(PROBLEMA PROPUESTO):
Reporta cada una de las filas siguientes que contenga la palabra "where" y cópiala completa.

(FILAS PROPORCIONADAS):
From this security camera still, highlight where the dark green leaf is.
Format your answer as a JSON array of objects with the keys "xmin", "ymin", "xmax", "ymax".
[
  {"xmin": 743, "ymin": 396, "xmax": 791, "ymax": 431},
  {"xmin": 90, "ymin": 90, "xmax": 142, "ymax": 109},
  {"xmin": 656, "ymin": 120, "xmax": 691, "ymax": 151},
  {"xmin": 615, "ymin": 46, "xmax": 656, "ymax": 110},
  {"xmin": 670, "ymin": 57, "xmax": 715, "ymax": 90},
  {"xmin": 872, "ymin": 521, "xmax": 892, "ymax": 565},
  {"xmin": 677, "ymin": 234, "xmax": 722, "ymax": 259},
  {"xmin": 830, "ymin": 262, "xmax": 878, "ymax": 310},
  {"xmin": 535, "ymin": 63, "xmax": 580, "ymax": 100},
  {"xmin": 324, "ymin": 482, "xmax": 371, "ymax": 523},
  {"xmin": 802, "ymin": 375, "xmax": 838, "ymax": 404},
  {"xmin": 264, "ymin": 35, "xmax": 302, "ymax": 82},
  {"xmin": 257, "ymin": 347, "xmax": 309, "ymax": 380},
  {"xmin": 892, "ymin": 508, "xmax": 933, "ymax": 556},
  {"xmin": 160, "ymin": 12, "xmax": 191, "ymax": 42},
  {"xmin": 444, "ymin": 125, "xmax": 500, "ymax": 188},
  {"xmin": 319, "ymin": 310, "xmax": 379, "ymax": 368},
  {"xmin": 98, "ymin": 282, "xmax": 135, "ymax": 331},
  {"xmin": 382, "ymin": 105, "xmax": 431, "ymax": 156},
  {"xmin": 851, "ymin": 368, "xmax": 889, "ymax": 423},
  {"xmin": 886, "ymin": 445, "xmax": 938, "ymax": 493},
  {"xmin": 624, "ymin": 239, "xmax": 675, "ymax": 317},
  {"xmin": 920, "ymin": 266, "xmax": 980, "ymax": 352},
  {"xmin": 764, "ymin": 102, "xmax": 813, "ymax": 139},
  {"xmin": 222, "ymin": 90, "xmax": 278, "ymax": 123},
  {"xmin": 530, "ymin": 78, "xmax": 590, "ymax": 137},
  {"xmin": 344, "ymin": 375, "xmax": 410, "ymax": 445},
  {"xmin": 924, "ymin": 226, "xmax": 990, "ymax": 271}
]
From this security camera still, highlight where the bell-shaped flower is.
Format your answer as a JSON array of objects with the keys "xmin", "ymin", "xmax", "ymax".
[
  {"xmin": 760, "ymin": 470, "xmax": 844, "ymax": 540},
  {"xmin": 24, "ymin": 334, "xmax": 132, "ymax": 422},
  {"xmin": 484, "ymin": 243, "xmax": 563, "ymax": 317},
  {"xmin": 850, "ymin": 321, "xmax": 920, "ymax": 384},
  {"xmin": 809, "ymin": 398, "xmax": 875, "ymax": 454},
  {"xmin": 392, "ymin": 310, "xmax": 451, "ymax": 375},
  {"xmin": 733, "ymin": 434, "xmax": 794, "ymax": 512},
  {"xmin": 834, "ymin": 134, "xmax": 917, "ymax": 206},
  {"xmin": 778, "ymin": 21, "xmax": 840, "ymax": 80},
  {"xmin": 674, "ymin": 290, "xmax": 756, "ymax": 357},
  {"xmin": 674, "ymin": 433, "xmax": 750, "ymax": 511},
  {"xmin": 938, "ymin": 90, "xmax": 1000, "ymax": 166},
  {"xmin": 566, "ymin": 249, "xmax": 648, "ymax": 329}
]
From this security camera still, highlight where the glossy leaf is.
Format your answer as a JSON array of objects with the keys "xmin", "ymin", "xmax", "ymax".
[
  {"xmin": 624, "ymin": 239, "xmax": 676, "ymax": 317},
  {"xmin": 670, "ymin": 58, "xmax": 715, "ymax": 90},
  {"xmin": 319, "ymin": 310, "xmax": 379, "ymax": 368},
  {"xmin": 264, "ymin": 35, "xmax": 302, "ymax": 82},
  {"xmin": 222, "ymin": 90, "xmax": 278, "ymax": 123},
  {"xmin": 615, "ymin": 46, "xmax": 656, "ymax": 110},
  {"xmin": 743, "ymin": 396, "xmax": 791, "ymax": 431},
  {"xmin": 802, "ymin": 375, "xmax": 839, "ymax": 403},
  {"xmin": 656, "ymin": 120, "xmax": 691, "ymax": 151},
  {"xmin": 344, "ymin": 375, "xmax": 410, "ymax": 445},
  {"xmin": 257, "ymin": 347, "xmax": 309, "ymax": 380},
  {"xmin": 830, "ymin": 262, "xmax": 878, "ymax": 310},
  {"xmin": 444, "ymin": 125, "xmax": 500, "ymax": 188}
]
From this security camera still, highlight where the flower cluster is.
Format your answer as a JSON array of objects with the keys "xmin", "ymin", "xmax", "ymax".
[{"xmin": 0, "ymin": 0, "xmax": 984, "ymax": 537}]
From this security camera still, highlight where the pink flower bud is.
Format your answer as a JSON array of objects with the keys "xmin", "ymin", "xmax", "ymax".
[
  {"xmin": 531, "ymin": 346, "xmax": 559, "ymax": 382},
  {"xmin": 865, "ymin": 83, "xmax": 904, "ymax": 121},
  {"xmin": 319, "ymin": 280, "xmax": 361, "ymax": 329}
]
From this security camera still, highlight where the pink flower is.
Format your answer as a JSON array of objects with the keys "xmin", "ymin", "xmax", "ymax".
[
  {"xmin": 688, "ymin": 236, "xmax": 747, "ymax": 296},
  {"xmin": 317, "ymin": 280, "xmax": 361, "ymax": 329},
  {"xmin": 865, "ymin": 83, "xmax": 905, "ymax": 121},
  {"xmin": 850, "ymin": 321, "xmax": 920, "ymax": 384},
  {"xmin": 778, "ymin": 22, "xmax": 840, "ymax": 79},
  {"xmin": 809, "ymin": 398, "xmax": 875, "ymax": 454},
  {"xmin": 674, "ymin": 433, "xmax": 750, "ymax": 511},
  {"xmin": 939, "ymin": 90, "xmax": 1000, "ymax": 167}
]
...
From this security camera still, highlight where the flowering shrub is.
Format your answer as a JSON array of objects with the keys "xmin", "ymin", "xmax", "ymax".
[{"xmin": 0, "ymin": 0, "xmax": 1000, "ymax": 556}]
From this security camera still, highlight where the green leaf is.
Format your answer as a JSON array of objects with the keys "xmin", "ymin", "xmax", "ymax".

(RESPUESTA FINAL):
From this security camera still, highlight where the dark green leaf is.
From this security camera still, highlight where the bell-shaped flower is.
From this security camera still, highlight where the glossy leaf is.
From this security camera still, highlight where the flower cluster is.
From this security camera still, highlight where the pink flower bud is.
From this security camera still, highlight where the pink flower is.
From this security camera still, highlight where the flowering shrub is.
From this security camera still, highlight where the green leaf is.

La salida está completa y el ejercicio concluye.